* **Task instructions**
1. Please decide whether each statement below agrees with the report on the Stormont assembly elections, answering yes or no and quoting the words of the report that settle it: (a) Sinn Féin won 27 seats. (b) Alliance raised its first-preference vote share to 15%. (c) The Green party's leader lost her seat.
2. In the report on the Stormont assembly elections, whom will Sinn Féin nominate as first minister?
3. Carry on the report on the Stormont assembly elections from its last sentence.

--- Start of Selected extract ---

Sinn Féin celebrates victory but DUP warns over Northern Ireland protocol

Sinn Féin is celebrating a historic victory in the Stormont assembly elections despite warnings from the Democratic Unionist party that it will block the formation of a new power-sharing executive until the Northern Ireland Brexit protocol is changed.

On Saturday evening it was confirmed Sinn Féin would become the largest party, with 27 seats, pushing the DUP into second place.

The other big winner was the cross-community Alliance, which increased its first-preference vote share to 13.5%, leapfrogging the struggling UUP and SDLP to become Stormont’s third largest party for the first time.

Sinn Féin will nominate its deputy leader, Michelle O’Neill, as the Northern Ireland’s first nationalist first minister.

While unionists at some count centres were left visibly stunned by the scale of their defeat, there was jubilation among supporters of Sinn Féin, whose leader, Mary Lou McDonald, told TalkTV she believed a border poll on a united Ireland would be possible “within a five-year timeframe”.

But with just two seats between Sinn Féin and the DUP by mid-afternoon, it was not the collapse predicted by the polls. “[The] tumult was not utterly catastrophic for the DUP, but the crown is lost,” said Jon Tonge, a professor of politics at Liverpool University.

Alliance looked likely to double its previous total of eight seats, largely at the expense of the UUP, the SDLP, and the Green party, whose leader Clare Bailey lost her seat.

--- End of Selected extract ---
--- Start of Data section ---

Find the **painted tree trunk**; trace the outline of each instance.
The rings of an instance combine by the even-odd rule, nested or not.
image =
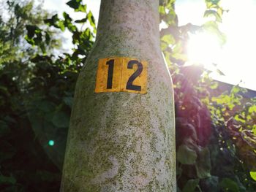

--- End of Data section ---

* **Answers for the tasks**
1.
(a) Yes: "Sinn Féin would become the largest party, with 27 seats"
(b) No: "increased its first-preference vote share to 13.5%"
(c) Yes: "the Green party, whose leader Clare Bailey lost her seat"

2. Its deputy leader, Michelle O'Neill.

3.
It was also a sobering day for Doug Beattie, the UUP leader, who scraped in on the seventh count.

Sinn Féin, the DUP and Alliance, and possibly other parties that may clear a threshold, will have up to 24 weeks to form a new executive, under new laws signed off in Westminster.

However the DUP leader, Jeffrey Donaldson, said he would refuse to join a new administration until the UK government “dealt with” the protocol in the Brexit deal that put a trade border in the Irish Sea.

Without a first minister and deputy first minister, the executive cannot function fully, with ministers prevented from making new policy, signing off budgets or introducing much-needed healthcare reforms.

John O’Dowd, a Sinn Féin MLA, urged the DUP to respect the democratic result.

Gregory Campbell, a DUP MP, signalled the party could in principle accept O’Neill as first minister. “The people have spoken,” he told RTÉ.

Senior DUP sources said they would seek an urgent summit with Downing Street to press home the message that their boycott could put the assembly on pause until Christmas. Under the laws introduced in February aimed at preventing a full collapse of power sharing, parties will have four sets of six-week windows to form an executive, or cabinet.

If no executive is formed, the Northern Ireland secretary must call a new election, which in turn must be held within 12 weeks, pushing the chances of a full devolved government back to December.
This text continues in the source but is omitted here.